◆ What needs to be done: Can you render all the data below as a Markdown table, with a Row column numbering each line and a Line column holding its text, and with blank lines omitted?

◆ Listing:
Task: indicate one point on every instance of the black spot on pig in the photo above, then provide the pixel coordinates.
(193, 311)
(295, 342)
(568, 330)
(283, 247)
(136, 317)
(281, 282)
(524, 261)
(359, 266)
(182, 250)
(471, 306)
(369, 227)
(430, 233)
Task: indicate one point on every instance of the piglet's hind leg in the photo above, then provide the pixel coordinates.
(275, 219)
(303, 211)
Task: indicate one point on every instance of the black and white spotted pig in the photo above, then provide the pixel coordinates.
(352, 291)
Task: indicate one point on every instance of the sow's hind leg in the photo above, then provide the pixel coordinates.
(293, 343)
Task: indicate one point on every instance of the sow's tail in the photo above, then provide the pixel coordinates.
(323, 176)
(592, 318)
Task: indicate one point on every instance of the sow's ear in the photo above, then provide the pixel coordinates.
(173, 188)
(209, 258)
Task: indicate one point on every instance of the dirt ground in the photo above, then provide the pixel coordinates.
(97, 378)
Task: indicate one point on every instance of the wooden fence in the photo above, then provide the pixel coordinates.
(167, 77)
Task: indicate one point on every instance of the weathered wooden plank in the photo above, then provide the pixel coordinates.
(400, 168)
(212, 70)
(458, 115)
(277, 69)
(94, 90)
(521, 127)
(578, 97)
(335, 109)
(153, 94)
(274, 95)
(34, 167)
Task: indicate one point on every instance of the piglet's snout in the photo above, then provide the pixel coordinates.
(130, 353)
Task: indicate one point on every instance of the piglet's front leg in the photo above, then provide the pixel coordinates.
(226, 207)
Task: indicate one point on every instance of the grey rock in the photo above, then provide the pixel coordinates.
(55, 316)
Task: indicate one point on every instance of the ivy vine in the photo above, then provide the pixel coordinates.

◆ Worked solution:
| Row | Line |
|---|---|
| 1 | Task: indicate one point on every instance of the black spot on pig in the photo above, then provide the pixel coordinates. |
| 2 | (193, 311) |
| 3 | (295, 342) |
| 4 | (568, 330) |
| 5 | (283, 247) |
| 6 | (136, 317) |
| 7 | (281, 282) |
| 8 | (524, 261) |
| 9 | (359, 266) |
| 10 | (182, 250) |
| 11 | (471, 306) |
| 12 | (369, 227) |
| 13 | (430, 233) |
| 14 | Task: indicate one point on every instance of the piglet's hind leg in the photo above, then provide the pixel coordinates. |
| 15 | (275, 219) |
| 16 | (303, 211) |
| 17 | Task: indicate one point on every instance of the black and white spotted pig in the photo above, then provide the pixel coordinates. |
| 18 | (352, 291) |
| 19 | Task: indicate one point on every instance of the sow's hind leg in the photo above, then provide the pixel coordinates. |
| 20 | (293, 343) |
| 21 | Task: indicate one point on every instance of the sow's tail in the photo above, then provide the pixel coordinates. |
| 22 | (323, 176) |
| 23 | (592, 318) |
| 24 | Task: indicate one point on every instance of the sow's ear in the photo above, then provide the pixel coordinates. |
| 25 | (173, 188) |
| 26 | (209, 258) |
| 27 | Task: indicate one point on every instance of the dirt ground in the photo above, then provide the pixel coordinates. |
| 28 | (97, 378) |
| 29 | Task: indicate one point on every instance of the wooden fence in the photo above, then provide the pixel coordinates. |
| 30 | (167, 77) |
| 31 | Task: indicate one point on every instance of the weathered wooden plank in the photo above, then provide the pixel coordinates. |
| 32 | (400, 168) |
| 33 | (212, 70) |
| 34 | (458, 115) |
| 35 | (277, 69) |
| 36 | (94, 90) |
| 37 | (521, 127) |
| 38 | (578, 97) |
| 39 | (335, 109) |
| 40 | (153, 94) |
| 41 | (274, 95) |
| 42 | (34, 167) |
| 43 | Task: indicate one point on every instance of the piglet's snout in the photo above, then provide the pixel coordinates. |
| 44 | (130, 353) |
| 45 | Task: indicate one point on every instance of the piglet's front leg in the photo above, then provide the pixel coordinates. |
| 46 | (226, 207) |
| 47 | Task: indicate one point on every instance of the grey rock in the photo above, then provide the pixel coordinates. |
| 48 | (55, 316) |
| 49 | Task: indicate one point on every instance of the ivy vine in the photo above, then provide the pixel coordinates. |